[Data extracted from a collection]
※ ※ ※

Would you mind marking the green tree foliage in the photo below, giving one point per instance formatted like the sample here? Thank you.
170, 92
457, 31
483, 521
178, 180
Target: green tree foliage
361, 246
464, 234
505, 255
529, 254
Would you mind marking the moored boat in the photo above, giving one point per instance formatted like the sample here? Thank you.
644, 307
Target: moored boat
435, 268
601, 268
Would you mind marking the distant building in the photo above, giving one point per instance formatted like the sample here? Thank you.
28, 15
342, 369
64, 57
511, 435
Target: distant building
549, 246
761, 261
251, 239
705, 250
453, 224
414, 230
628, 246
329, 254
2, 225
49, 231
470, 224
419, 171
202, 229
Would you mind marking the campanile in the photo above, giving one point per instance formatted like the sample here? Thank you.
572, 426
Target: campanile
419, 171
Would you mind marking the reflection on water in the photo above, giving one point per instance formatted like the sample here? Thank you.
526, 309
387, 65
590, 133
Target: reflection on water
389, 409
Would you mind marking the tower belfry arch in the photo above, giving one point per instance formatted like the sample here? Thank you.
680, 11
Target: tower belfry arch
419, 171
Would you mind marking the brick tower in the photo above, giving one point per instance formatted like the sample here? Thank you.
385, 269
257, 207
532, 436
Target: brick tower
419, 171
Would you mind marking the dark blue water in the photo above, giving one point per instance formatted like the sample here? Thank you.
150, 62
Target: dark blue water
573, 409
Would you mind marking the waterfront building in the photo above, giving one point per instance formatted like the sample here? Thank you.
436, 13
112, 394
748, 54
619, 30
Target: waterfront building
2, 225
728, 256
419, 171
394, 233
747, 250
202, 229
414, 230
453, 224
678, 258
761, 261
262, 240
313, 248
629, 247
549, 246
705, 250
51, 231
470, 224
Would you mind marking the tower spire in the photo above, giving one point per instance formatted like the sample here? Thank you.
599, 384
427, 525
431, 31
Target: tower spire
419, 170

※ ※ ※

> **Exercise objective**
In the answer, please give only the lines from the line containing "Would you mind marking the campanile" through the final line of the data, copied exactly.

> **Written response**
Would you mind marking the campanile in the photo above, giving one point per instance formatted like the sample here? Thank you.
572, 426
Target: campanile
419, 171
Would you mind marking the reflection on water in the photo above, giving one point per instance formatted like the sample here? Thank you.
526, 309
387, 65
590, 133
Target: reflection on water
389, 409
Would you mind marking the tower belfry arch in the photo above, giving one point per instance formatted like the sample here? Thank you.
680, 11
Target: tower belfry arch
419, 171
Would you mind marking the brick tower in the photo above, giving one point per instance formatted like the sample here? Thank you.
385, 269
257, 207
532, 436
Target: brick tower
419, 171
Would you mind marking the dark blue water in the photo above, giving one point per instance formatted like the sample here? Thank you.
150, 62
Target: dark blue water
573, 409
Would you mind marking the waterfront building in the photo above, giving one point per instance formatted like the sample here? Thank you.
436, 13
112, 394
748, 54
619, 30
Target: waterfront building
2, 225
728, 256
419, 171
394, 233
747, 250
202, 229
414, 230
453, 224
678, 258
761, 261
262, 240
313, 248
629, 247
549, 246
705, 250
51, 231
470, 224
Would you mind marking the tower spire in the photo above, giving one point per instance formatted like the sample here? Thank you.
599, 384
427, 525
431, 31
Target: tower spire
419, 170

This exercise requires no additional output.